*Task brief*: Report every line of the listing that contains the string "beach", treating uppercase and lowercase letters as different.

*Exercise inputs*:
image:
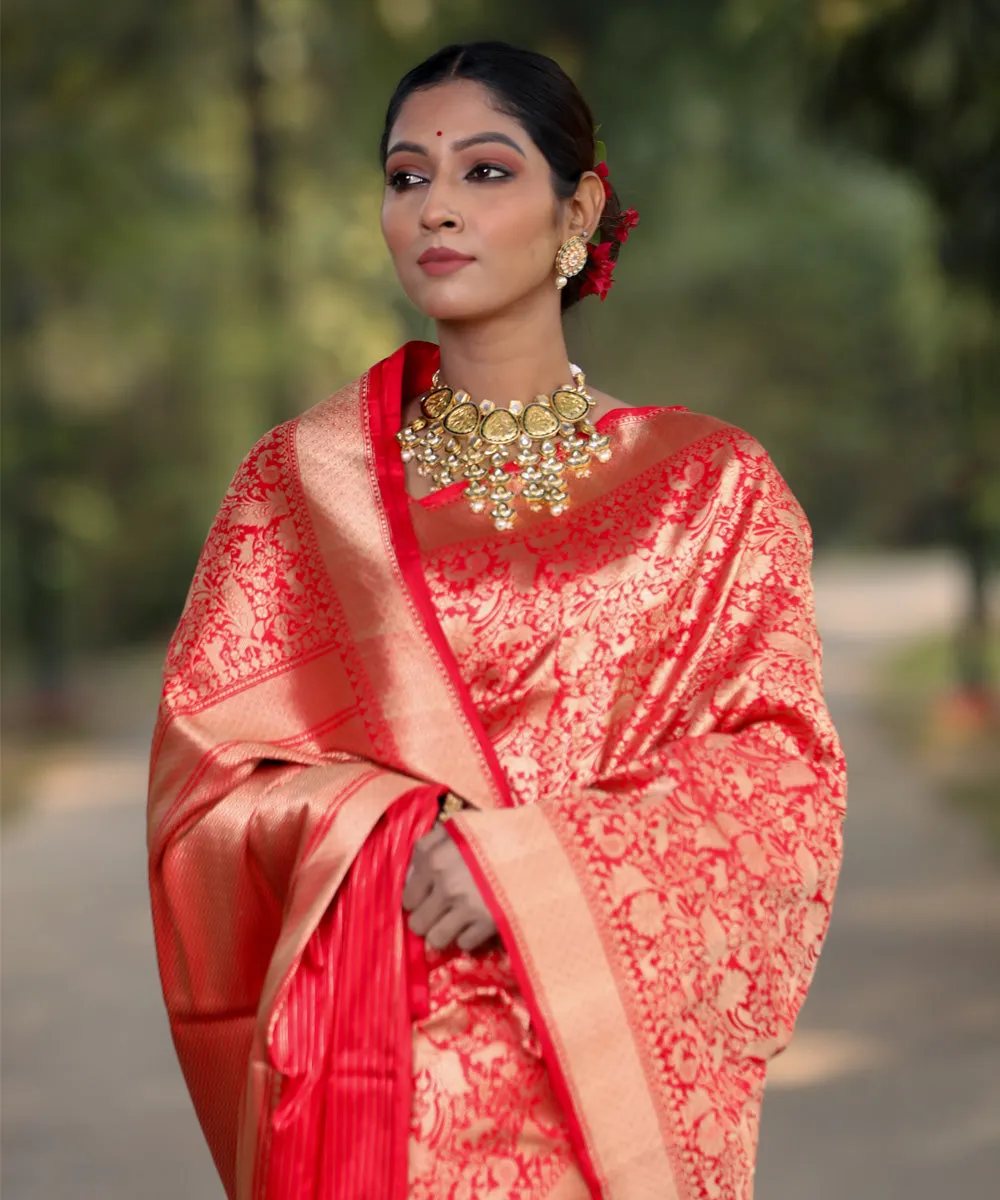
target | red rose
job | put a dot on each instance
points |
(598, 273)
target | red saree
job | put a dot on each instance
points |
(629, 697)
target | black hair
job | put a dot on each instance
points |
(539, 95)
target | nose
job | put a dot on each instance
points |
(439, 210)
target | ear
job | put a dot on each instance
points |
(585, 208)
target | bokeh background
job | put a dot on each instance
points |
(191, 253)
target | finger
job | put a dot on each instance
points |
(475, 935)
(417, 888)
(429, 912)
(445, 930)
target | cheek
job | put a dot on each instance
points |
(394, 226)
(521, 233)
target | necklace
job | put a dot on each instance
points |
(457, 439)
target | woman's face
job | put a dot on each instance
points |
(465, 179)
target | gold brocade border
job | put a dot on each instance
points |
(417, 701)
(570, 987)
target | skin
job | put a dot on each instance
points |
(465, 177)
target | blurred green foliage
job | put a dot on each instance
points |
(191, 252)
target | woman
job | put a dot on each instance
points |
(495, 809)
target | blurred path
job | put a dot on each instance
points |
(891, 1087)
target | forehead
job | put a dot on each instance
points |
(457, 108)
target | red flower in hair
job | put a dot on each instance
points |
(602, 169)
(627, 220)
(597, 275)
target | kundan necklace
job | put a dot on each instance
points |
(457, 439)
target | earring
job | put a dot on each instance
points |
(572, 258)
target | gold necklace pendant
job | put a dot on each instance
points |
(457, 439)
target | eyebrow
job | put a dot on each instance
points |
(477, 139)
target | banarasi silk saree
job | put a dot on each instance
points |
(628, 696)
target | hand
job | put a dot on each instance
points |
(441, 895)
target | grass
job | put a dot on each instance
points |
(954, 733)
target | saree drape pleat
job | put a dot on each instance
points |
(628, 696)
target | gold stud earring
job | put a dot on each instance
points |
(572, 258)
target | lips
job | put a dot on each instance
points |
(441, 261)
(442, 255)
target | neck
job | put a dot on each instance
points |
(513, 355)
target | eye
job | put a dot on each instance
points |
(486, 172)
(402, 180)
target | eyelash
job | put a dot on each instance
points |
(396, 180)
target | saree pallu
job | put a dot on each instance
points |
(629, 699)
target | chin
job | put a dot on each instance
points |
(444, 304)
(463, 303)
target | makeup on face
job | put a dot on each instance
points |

==

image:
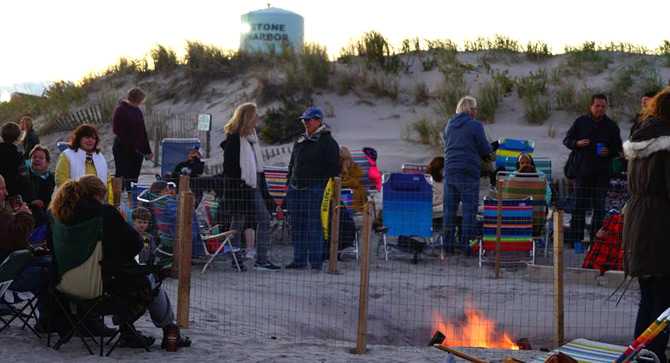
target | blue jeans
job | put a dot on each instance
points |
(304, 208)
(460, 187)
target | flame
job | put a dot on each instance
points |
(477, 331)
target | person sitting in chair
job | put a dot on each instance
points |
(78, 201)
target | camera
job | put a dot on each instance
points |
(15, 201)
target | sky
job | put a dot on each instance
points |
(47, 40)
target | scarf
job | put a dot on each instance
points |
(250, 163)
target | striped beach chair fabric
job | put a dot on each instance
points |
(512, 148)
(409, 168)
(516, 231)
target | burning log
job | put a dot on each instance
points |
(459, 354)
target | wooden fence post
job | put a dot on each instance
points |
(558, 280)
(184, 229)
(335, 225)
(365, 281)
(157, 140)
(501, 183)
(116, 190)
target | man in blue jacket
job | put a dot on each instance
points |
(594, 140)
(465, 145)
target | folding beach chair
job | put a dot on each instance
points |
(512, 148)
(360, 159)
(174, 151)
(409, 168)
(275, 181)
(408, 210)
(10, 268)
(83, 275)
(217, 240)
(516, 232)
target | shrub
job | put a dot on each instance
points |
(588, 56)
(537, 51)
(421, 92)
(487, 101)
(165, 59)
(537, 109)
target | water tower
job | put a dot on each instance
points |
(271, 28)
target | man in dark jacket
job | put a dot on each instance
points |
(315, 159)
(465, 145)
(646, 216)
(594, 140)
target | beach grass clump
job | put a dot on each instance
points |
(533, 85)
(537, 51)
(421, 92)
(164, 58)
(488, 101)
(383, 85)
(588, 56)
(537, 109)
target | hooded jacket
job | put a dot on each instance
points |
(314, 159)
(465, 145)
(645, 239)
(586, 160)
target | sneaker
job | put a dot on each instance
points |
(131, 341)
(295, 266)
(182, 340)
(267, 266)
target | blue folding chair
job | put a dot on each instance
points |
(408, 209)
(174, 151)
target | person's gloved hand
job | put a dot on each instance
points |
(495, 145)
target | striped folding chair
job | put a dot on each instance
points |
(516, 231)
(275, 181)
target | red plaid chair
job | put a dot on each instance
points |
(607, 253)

--

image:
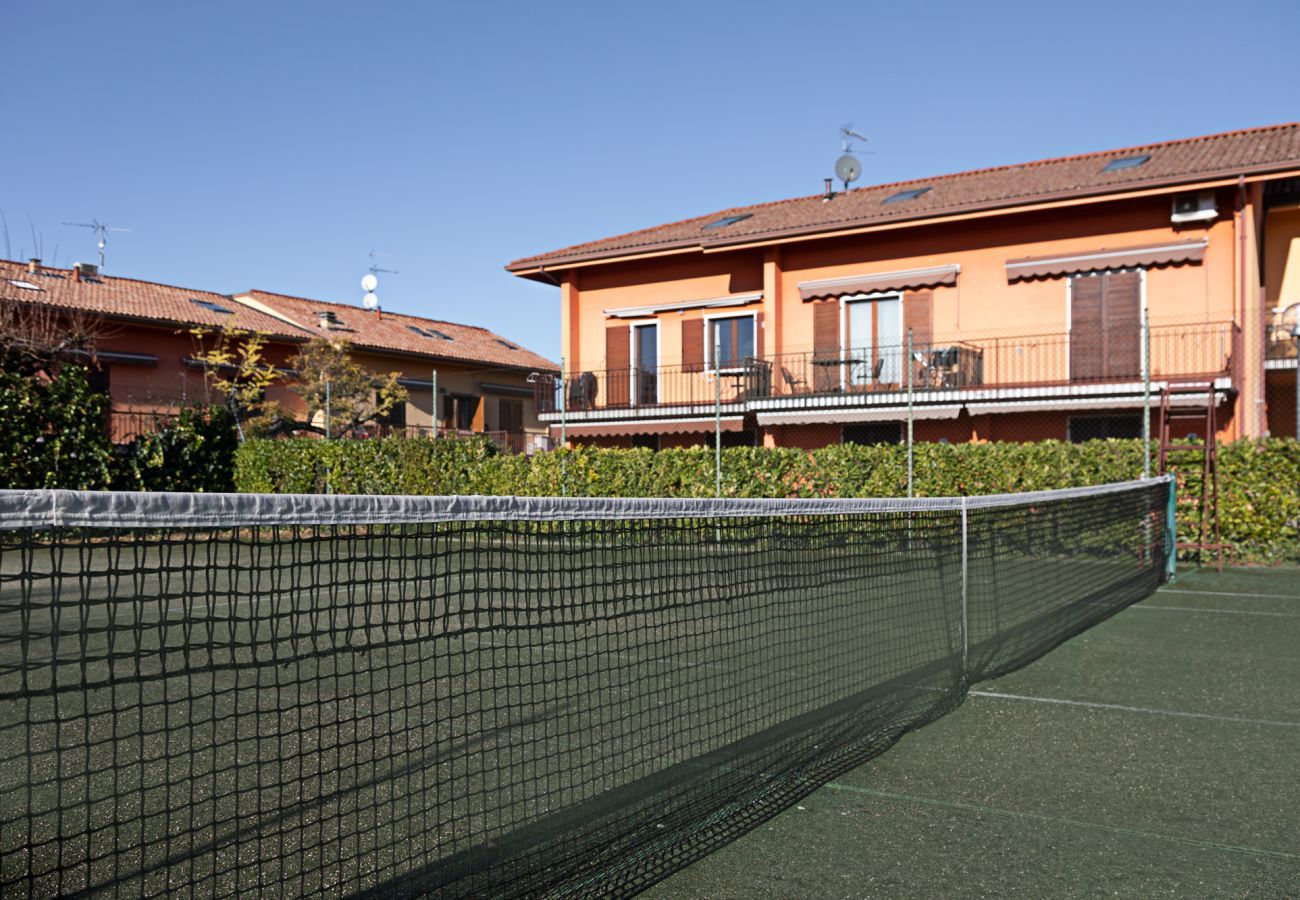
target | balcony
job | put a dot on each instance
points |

*Result of this exercise*:
target | striped beach chair fabric
target | folding beach chair
target | beach grass clump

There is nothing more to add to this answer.